Reproduce exactly the lines from the line containing "[mark] the terracotta urn" through the end of the records below, including both ends, and nothing else.

━━━━━ GIVEN ENTRIES

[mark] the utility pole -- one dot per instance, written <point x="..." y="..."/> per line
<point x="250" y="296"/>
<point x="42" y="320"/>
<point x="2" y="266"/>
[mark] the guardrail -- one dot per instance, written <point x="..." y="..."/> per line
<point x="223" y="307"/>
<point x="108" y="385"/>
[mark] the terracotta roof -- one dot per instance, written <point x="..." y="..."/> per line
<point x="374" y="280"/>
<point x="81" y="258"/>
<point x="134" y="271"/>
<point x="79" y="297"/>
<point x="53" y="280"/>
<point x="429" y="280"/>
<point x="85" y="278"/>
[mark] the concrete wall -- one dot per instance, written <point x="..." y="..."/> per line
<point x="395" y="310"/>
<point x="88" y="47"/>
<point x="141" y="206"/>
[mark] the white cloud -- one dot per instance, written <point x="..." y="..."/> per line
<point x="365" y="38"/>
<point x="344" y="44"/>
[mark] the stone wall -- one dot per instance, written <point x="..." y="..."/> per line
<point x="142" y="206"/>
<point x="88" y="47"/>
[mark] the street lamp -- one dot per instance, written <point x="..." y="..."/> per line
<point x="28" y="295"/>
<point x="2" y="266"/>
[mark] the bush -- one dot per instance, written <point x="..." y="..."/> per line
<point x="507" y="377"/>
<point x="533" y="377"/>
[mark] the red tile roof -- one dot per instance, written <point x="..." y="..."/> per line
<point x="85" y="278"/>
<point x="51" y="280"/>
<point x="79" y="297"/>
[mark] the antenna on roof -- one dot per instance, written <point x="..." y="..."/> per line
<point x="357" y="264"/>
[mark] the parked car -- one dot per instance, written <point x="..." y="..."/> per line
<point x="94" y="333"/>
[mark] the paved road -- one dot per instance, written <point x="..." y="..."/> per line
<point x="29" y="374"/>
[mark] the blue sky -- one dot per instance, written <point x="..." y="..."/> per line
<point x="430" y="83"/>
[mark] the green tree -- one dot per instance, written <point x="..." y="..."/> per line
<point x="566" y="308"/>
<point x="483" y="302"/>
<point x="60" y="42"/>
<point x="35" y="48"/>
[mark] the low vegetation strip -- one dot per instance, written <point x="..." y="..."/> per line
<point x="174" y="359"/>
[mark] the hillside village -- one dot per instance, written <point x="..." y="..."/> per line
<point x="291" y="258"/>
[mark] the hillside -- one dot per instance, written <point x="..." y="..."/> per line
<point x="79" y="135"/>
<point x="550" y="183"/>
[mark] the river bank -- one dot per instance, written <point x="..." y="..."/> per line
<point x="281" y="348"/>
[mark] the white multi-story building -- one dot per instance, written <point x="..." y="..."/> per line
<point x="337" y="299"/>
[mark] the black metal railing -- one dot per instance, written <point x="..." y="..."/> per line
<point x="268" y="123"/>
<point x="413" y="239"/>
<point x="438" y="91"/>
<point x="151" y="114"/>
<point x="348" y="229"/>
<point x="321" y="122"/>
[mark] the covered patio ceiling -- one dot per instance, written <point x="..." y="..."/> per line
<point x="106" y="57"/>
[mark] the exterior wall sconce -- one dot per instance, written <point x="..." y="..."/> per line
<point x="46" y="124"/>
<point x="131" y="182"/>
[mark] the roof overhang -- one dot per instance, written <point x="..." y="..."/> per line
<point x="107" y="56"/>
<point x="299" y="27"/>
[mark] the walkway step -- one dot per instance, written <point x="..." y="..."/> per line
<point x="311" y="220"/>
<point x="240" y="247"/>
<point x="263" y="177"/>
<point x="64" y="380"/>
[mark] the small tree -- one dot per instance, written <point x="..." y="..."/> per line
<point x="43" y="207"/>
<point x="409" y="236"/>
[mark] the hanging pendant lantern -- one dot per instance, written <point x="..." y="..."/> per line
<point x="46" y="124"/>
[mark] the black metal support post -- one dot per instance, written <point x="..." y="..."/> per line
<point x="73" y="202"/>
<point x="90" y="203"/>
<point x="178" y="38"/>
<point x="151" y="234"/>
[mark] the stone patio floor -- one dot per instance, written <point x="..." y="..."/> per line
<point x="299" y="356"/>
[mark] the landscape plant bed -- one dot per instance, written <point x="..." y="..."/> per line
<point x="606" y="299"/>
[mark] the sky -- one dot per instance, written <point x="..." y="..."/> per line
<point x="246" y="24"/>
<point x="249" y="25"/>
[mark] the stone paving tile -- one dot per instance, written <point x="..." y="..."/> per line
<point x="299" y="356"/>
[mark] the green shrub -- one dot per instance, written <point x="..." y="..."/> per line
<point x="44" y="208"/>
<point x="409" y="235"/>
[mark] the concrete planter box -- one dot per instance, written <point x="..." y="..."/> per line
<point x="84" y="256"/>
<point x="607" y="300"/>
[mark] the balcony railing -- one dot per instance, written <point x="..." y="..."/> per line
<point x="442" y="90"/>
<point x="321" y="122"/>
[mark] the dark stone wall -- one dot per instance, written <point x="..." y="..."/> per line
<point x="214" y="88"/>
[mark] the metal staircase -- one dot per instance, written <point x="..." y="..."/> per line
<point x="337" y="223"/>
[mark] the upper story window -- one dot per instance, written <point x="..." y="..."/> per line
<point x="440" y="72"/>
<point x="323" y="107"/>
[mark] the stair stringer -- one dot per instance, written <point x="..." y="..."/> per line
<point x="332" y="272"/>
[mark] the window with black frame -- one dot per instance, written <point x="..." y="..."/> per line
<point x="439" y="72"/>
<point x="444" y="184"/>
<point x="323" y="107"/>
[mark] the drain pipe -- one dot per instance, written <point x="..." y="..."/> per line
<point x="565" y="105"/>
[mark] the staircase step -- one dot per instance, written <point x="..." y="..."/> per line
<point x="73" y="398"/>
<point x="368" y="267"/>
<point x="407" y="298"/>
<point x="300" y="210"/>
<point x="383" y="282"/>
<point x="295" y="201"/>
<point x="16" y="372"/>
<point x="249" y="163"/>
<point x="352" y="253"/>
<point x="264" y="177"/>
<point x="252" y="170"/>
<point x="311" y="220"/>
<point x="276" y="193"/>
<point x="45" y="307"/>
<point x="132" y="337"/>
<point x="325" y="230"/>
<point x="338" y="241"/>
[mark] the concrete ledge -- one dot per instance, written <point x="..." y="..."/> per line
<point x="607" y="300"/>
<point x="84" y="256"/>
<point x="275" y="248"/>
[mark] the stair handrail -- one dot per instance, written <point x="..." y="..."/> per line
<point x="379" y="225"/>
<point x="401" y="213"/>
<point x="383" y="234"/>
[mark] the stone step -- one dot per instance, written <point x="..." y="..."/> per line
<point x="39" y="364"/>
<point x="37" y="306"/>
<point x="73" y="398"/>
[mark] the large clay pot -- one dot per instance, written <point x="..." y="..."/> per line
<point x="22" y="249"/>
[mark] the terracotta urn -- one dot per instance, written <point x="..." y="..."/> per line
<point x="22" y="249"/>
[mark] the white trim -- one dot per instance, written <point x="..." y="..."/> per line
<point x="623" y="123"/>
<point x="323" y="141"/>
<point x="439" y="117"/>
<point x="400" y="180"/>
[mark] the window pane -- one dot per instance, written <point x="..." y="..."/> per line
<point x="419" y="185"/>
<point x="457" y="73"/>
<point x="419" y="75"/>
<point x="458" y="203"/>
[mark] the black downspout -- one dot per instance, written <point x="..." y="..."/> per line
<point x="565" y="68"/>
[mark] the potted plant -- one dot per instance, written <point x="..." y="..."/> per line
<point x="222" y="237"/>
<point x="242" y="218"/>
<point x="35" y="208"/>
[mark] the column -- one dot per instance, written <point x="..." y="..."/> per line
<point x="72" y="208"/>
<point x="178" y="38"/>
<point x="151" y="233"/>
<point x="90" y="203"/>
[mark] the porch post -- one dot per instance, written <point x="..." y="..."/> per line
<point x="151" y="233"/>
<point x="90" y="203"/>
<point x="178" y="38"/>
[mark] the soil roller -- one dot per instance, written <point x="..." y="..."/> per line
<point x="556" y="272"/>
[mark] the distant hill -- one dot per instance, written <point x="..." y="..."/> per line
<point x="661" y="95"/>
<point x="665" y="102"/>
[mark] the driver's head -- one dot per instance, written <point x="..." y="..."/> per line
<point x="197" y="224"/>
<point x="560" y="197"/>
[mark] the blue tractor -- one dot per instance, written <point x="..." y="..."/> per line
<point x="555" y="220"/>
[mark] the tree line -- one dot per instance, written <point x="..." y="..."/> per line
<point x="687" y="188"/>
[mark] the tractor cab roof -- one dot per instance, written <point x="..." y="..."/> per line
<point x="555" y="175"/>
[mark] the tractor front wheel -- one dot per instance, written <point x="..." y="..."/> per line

━━━━━━━━━━

OUTPUT FOR THIS EXERCISE:
[mark] the terracotta urn -- one dot per instance, written <point x="..." y="..."/> per line
<point x="22" y="249"/>
[mark] the white trim -- one dot per instance, written <point x="..." y="..."/> per line
<point x="623" y="123"/>
<point x="323" y="141"/>
<point x="439" y="117"/>
<point x="400" y="180"/>
[mark] the window pane -- one dot per instance, written <point x="..." y="..."/> per line
<point x="419" y="185"/>
<point x="457" y="73"/>
<point x="419" y="75"/>
<point x="458" y="203"/>
[mark] the black downspout -- one dot per instance, written <point x="..." y="..."/> per line
<point x="565" y="68"/>
[mark] the potted plant -- one dot per instance, written <point x="..." y="..."/> per line
<point x="222" y="237"/>
<point x="242" y="218"/>
<point x="35" y="208"/>
[mark] the column -- one dot per instance, written <point x="..." y="..."/> per line
<point x="72" y="208"/>
<point x="178" y="38"/>
<point x="151" y="233"/>
<point x="90" y="203"/>
[mark] the porch post -- one dot per instance, written <point x="..." y="..."/> per line
<point x="151" y="233"/>
<point x="90" y="203"/>
<point x="178" y="38"/>
[mark] the soil roller -- one dot per instance, written <point x="..." y="..."/> per line
<point x="556" y="272"/>
[mark] the distant hill -- one dot per instance, written <point x="..." y="..."/> per line
<point x="661" y="95"/>
<point x="665" y="102"/>
[mark] the driver's head -- one dot per instance, written <point x="..." y="..."/> per line
<point x="197" y="224"/>
<point x="560" y="197"/>
[mark] the blue tractor -- one dot per instance, written <point x="..." y="..."/> per line
<point x="555" y="220"/>
[mark] the tree line -- one dot per instance, written <point x="..." y="..."/> per line
<point x="687" y="188"/>
[mark] the tractor cab roof -- one dot per instance, written <point x="..." y="..."/> per line
<point x="555" y="175"/>
[mark] the tractor front wheel -- one dot per instance, written <point x="..." y="..."/> per line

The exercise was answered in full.